(begin)
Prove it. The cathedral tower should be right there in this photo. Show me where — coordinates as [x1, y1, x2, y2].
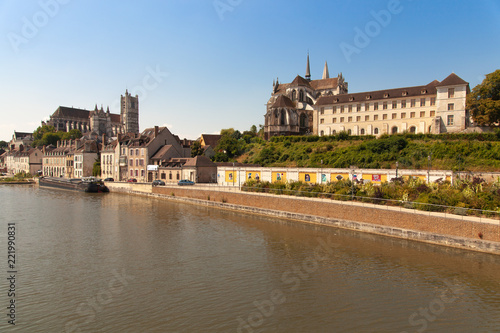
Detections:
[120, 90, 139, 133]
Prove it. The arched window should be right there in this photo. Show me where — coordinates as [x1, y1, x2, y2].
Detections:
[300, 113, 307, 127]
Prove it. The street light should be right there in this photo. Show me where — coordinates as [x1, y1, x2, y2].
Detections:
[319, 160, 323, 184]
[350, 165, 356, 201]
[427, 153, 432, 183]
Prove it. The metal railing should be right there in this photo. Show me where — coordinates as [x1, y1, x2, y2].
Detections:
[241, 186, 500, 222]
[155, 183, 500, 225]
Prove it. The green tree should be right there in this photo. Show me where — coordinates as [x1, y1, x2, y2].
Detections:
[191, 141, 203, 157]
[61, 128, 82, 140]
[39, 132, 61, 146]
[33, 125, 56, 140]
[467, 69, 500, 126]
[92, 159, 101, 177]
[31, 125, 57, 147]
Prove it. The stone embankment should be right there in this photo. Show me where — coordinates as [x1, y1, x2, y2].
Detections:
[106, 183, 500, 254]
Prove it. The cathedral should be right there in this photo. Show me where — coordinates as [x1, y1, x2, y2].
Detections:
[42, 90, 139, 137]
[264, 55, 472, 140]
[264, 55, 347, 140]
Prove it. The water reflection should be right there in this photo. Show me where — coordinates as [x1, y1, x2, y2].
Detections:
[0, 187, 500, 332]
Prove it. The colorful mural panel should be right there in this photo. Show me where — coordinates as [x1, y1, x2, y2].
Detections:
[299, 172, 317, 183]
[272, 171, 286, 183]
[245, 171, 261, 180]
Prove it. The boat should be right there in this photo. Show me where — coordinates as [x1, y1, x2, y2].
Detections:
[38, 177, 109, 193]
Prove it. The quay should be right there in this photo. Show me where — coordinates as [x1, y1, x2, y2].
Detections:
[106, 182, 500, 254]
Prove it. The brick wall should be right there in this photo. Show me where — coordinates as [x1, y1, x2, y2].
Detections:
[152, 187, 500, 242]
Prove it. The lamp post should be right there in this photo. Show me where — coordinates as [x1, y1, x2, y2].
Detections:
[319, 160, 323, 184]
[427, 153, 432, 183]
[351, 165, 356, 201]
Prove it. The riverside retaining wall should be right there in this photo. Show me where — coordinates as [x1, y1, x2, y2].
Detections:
(end)
**Written exercise**: Copy out every line in the rows above that contains the word "cathedral".

**Written response**:
Prove it. The cathedral tower should be right there in this photo. Show me where — coordinates as [x1, y1, x2, y2].
Prove it. The cathedral should be right there in this photo. Show me where — coordinates as [x1, y1, x2, y2].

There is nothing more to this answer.